> PASSAGE
If it is not one thing, it is another seems to be the axiom to describe the fortunes of the injury-plagued Nick Kyrgios in 2018.
After dealing with nagging hip issues, he is now battling an elbow injury that threatens his participation in the 2018 French Open at Roland Garros in Paris beginning in the latter part of May.
Kyrgios required a cortisone shot to help him deal with the pain and inflammation in his elbow. He has played just two events since February and the clay court season leading up to the French Open is critical for players to gain familiarity with the slower surface.
Clay is a good surface for Kyrgios, as he is a competent baseline player due to his strong groundstrokes.
He is currently at his base in Canberra, where he is doing everything in his power to be ready for Paris.
Kyrgios took to Instagram to keep everyone informed, saying, “After returning home and consulting with medical staff in Australia I have been diagnosed with Posterior Impingement and Ulnar Nerve Irritation and I have been advised to stop playing through it. After thorough investigations and careful consideration I have had a corticosteroid injection to settle the pain and inflammation. Now to maximise my recovery I have to build the strength needed to compete at my best over the next month, ensuring I have confidence in my elbow before returning.”

> ACTIONS TO TAKE
#1 Please decide whether each statement agrees with the passage on Nick Kyrgios's elbow injury: (a) Kyrgios received a cortisone shot for his elbow; (b) clay is a poor surface for Kyrgios; (c) Kyrgios is currently in Paris. Answer yes or no for each, quoting the text's deciding words.
#2 Extend the passage on Nick Kyrgios's elbow injury with a few sentences that follow on from its final one.

> EXTRACTED ENTRIES
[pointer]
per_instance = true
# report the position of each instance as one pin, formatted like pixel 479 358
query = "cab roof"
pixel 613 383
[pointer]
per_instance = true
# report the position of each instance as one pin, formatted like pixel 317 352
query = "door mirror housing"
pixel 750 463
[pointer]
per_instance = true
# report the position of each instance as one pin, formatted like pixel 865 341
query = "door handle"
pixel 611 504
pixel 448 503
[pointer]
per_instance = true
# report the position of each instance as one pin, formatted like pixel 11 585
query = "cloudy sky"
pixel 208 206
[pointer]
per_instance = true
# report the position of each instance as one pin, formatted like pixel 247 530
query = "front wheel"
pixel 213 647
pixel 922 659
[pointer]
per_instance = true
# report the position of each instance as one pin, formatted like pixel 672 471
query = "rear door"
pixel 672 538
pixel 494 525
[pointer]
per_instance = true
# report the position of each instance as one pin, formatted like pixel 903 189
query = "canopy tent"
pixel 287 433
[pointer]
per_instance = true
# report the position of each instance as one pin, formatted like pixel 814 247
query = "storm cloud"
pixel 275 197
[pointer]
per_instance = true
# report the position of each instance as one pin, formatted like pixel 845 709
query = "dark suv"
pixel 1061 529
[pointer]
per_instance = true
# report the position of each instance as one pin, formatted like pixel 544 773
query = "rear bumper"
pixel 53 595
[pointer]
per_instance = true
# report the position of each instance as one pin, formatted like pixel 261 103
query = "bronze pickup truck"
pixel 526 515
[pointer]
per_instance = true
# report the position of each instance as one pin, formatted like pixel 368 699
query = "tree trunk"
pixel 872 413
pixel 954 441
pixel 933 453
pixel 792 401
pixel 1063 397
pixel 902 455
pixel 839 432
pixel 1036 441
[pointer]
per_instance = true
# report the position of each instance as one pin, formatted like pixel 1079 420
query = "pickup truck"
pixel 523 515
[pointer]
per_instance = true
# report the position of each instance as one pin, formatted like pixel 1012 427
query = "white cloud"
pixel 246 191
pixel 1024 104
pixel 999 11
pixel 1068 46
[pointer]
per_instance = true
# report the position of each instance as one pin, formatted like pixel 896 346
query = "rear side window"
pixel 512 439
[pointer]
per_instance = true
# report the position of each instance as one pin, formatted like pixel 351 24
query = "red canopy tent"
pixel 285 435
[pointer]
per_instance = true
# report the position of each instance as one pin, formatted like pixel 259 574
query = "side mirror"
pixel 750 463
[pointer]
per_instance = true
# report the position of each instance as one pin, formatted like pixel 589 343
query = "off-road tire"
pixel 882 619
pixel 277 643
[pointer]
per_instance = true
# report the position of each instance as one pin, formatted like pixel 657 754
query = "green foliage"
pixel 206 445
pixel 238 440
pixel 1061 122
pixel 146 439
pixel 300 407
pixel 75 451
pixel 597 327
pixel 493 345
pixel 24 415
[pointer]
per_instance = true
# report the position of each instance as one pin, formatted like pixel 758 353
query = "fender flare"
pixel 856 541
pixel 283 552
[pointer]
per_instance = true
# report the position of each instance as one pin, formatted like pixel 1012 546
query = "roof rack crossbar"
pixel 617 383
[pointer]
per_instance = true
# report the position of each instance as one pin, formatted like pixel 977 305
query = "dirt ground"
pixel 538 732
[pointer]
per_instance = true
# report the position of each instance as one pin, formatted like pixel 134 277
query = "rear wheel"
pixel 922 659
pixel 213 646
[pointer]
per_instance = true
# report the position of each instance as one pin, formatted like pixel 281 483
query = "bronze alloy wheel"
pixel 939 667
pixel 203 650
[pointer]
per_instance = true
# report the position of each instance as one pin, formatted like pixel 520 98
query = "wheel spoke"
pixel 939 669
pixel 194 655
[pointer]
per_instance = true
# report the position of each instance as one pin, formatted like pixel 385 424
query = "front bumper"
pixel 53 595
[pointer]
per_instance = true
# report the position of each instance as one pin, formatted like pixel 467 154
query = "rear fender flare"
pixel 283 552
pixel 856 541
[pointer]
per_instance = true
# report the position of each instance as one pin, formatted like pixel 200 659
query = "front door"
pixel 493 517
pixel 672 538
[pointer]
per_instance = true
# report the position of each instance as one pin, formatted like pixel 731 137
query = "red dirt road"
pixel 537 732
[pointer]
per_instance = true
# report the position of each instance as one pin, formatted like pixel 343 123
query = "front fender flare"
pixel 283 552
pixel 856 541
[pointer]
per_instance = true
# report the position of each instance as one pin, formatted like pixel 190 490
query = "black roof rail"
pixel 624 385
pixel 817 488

> ACTIVITY ANSWERS
#1
(a) Yes: "Kyrgios required a cortisone shot to help him deal with the pain and inflammation in his elbow."
(b) No: "Clay is a good surface for Kyrgios, as he is a competent baseline player due to his strong groundstrokes."
(c) No: "He is currently at his base in Canberra, where he is doing everything in his power to be ready for Paris."

#2
Pretty impressive Instagram posting for anyone, even though Kyrgios’ young age would seem to give him an advantage on the platform.
Our elbows began to throb at the mere suggestion of posting the medical term, “Posterior Impingement.”
We had to enter “poster” before auto-complete would offer us “posterior.” As for “impingement,” we had to enter the whole word, only to be offered “infringement,” and “improvement.”
It may be possible that Kyrgios was misdiagnosed and that he has a bad case of “Posterity Improvement.”
Painful, by any name and good luck to Nick in healing.